Task description: Every entry below should appear in the answer exactly as written, apart from the pictures.

Dataset excerpts:
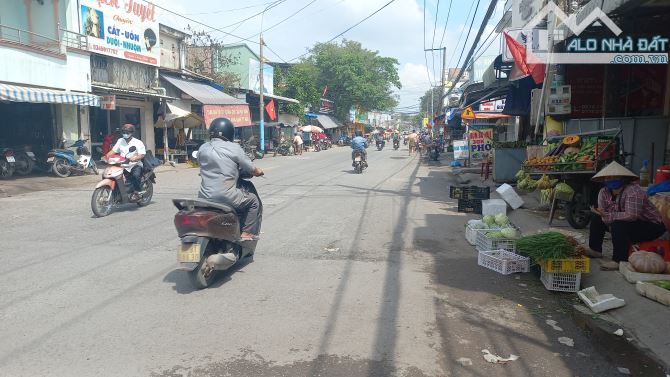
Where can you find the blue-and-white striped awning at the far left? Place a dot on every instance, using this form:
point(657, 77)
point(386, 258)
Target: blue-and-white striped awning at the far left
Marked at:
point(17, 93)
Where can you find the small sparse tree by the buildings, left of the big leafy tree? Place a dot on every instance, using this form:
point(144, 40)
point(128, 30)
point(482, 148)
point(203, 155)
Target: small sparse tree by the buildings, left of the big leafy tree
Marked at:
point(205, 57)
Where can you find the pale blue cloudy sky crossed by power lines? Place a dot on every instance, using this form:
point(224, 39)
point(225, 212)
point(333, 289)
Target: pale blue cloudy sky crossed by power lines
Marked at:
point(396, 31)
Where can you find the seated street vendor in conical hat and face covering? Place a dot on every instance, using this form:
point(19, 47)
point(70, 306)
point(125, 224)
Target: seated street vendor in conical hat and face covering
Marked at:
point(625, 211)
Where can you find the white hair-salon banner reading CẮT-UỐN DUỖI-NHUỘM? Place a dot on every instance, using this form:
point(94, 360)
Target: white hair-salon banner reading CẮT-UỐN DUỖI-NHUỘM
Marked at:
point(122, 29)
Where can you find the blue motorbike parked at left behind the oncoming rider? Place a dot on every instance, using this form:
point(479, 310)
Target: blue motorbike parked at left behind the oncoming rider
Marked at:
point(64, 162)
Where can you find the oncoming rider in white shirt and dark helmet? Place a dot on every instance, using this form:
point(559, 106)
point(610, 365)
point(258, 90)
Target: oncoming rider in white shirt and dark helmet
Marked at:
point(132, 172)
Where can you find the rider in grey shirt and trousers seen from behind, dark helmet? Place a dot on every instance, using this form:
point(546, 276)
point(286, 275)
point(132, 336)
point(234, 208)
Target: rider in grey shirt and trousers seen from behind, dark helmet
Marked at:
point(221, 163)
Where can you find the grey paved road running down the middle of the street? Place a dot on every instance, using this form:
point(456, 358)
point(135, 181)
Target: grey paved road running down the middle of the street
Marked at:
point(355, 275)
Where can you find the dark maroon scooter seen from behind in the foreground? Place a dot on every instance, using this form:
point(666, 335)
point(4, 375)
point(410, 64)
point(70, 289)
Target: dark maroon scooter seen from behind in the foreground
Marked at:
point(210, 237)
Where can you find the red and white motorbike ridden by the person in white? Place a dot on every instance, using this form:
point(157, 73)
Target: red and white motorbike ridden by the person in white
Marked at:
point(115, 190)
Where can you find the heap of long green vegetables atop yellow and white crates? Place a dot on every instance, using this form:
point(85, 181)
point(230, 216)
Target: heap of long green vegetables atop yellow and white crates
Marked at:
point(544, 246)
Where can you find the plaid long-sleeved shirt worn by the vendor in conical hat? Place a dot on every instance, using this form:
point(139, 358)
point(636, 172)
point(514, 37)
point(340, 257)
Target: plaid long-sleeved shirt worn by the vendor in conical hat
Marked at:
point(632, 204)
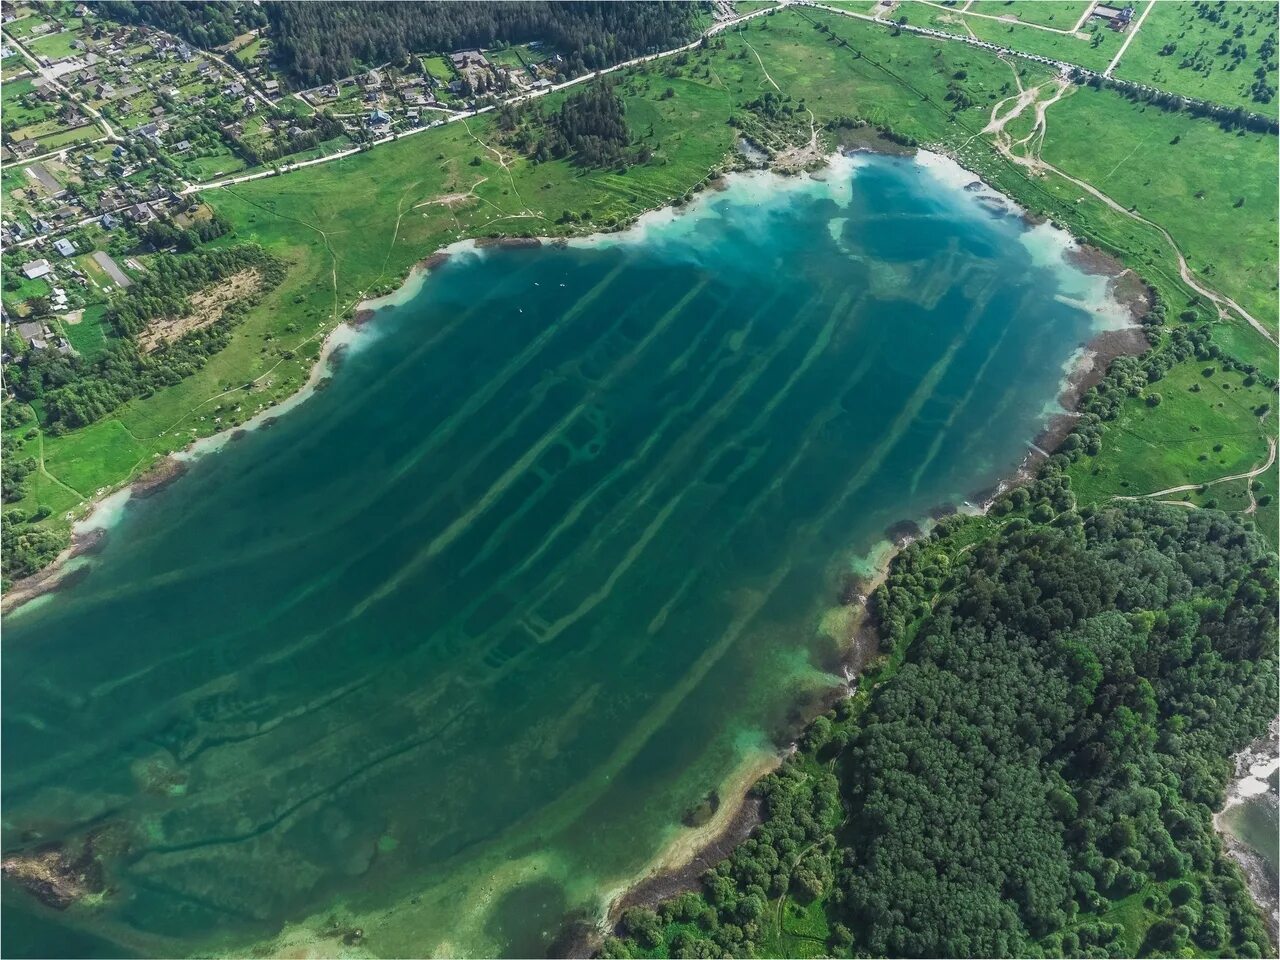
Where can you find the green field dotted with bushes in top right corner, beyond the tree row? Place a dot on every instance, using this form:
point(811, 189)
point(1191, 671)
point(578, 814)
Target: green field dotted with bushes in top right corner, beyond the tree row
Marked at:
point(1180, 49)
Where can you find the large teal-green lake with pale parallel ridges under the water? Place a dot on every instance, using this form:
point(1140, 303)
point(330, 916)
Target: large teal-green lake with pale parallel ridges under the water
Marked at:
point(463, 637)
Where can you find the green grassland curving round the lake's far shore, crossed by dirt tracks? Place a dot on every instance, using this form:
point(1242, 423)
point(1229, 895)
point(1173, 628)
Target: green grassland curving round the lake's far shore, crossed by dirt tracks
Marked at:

Output for this exercise:
Where can you find the blue-and-white striped awning at the far left? Place a dot on every instance, using this form:
point(657, 77)
point(386, 258)
Target: blue-and-white striped awning at the far left
Marked at:
point(17, 93)
Where can you find the small sparse tree by the buildings, left of the big leafy tree? Place a dot on every instance, using this form:
point(144, 40)
point(128, 30)
point(482, 148)
point(203, 155)
Target: small sparse tree by the buildings, left of the big leafy tree
Marked at:
point(205, 57)
Where can you find the pale blue cloudy sky crossed by power lines? Place a dot on every instance, using this form:
point(224, 39)
point(225, 212)
point(333, 289)
Target: pale blue cloudy sky crossed by power lines
Marked at:
point(396, 31)
Where can you find the seated street vendor in conical hat and face covering? Place a dot on every instance, using this form:
point(19, 47)
point(70, 306)
point(125, 224)
Target: seated street vendor in conical hat and face covering
Marked at:
point(625, 211)
Where can you find the white hair-salon banner reading CẮT-UỐN DUỖI-NHUỘM? Place a dot on every instance, using this form:
point(94, 360)
Target: white hair-salon banner reading CẮT-UỐN DUỖI-NHUỘM
Marked at:
point(122, 29)
Where can you find the blue motorbike parked at left behind the oncoming rider? Place a dot on every instance, using this form:
point(479, 310)
Target: blue motorbike parked at left behind the oncoming rider
Marked at:
point(64, 162)
Where can you find the oncoming rider in white shirt and dark helmet? Place a dot on every instance, using this form:
point(559, 106)
point(610, 365)
point(258, 90)
Target: oncoming rider in white shirt and dark helmet
Marked at:
point(132, 172)
Where can you find the rider in grey shirt and trousers seen from behind, dark helmet? Place a dot on every instance, using this form:
point(546, 276)
point(286, 275)
point(132, 336)
point(234, 208)
Target: rider in grey shirt and trousers seen from behind, dark helmet
Marked at:
point(221, 163)
Where can you find the grey paved road running down the middle of the street? Place a dot on every instance, using this form:
point(456, 358)
point(135, 181)
Target: grey paved road running down the middle of the street
Marked at:
point(355, 275)
Where can you find the dark maroon scooter seen from behind in the foreground? Place a dot on every instance, using this form:
point(666, 335)
point(4, 375)
point(410, 64)
point(70, 289)
Target: dark maroon scooter seen from behind in the foreground
Marked at:
point(210, 237)
Where can you find the red and white motorbike ridden by the person in white? Place a dot on every instance, using this form:
point(157, 73)
Target: red and white motorbike ridden by the person in white
Marked at:
point(115, 190)
Where can you find the heap of long green vegetables atop yellow and white crates? Place a dot on every instance, using this form:
point(85, 181)
point(230, 216)
Target: heap of long green vegetables atop yellow and white crates
Marked at:
point(544, 246)
Where can you find the plaid long-sleeved shirt worn by the vendor in conical hat? Place a dot on every instance, using this form:
point(139, 358)
point(636, 172)
point(514, 37)
point(340, 257)
Target: plaid long-sleeved shirt worn by the vendor in conical hat
Marked at:
point(632, 204)
Where can you find the green field dotted with bushes in top right corner, beyond the tree row? Place a dot on every instance, using this form:
point(811, 189)
point(1191, 671)
point(578, 814)
Target: green field dotted with bushes in top right corner, beyond the tree row
Marked at:
point(1180, 49)
Where can you find the large teal-green lake with pale parallel ridges under the water? Place a dot on every instance, using this form:
point(1140, 303)
point(330, 916)
Target: large teal-green lake with pale parallel ridges under the water
Marked at:
point(463, 637)
Where can you find the green grassland curving round the lake's far shore, crossed by dirt tracks? Place a dot on every instance, using this form:
point(1242, 423)
point(1229, 895)
point(1173, 628)
Target: green grassland curving round the lake's far shore, crossed by dirt tracks
Marked at:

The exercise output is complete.